▶ _Task requirements_
Reproduce word for word everything from the row containing "like [(163, 169)]." down to the last of the rows below, including both of those rows.

▶ _Input data_
══════════════════════════════

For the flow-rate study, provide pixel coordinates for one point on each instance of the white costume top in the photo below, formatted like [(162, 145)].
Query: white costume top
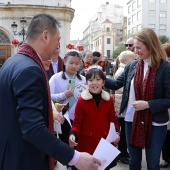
[(58, 86)]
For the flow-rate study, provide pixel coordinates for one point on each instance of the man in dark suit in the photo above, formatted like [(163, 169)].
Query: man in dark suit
[(26, 122)]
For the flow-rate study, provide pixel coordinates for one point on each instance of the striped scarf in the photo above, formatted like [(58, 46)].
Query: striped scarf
[(144, 90)]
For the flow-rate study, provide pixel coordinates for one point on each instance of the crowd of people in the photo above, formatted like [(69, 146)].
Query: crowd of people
[(134, 95)]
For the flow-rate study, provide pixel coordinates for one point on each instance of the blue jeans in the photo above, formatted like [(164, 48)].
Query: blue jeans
[(152, 152)]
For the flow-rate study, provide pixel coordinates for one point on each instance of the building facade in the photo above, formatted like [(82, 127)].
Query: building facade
[(105, 30), (153, 14), (14, 10)]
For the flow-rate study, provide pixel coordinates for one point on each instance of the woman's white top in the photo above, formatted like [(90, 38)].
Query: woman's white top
[(129, 111)]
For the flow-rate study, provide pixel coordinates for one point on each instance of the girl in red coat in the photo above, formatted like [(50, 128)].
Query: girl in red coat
[(93, 114)]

══════════════════════════════

▶ _Completed exercise_
For the flow-rate study, provide pixel coordinates for one point on each instance of the man in dark suit in the photo above, formatted like [(163, 169)].
Query: man in dark suit
[(26, 122)]
For the flow-rate study, provide pixel coordinates for one point on each instance of the striped scarf in the photo above, formatted like [(58, 46)].
Query: striped scarf
[(144, 90)]
For the flow-rate study, provide pixel coordinates for one point on each instance of the crowd of people in the photo above, formatted like [(69, 146)].
Query: crowd of people
[(134, 95)]
For the flow-rate study, provide pixel coordinates for one point on each instance of the blue jeans in the photo above, formatted like [(164, 48)].
Query: blue jeans
[(152, 152)]
For the flow-rate study, provide pixel coordinates for one point on each instance of the building facade in the photo above, formatted like [(82, 127)].
Query: building facade
[(105, 30), (153, 14), (14, 10)]
For the flow-rate study, provide pixel coordinates for one point on each instance of the woman's white top in the photo above, formatted like [(90, 38)].
Query: woman's white top
[(129, 111)]
For the flow-rate study, provide pixel coordinates for one point on each instance of the girl in red coat in the photo above, formatted like [(50, 128)].
Query: girl in red coat
[(93, 114)]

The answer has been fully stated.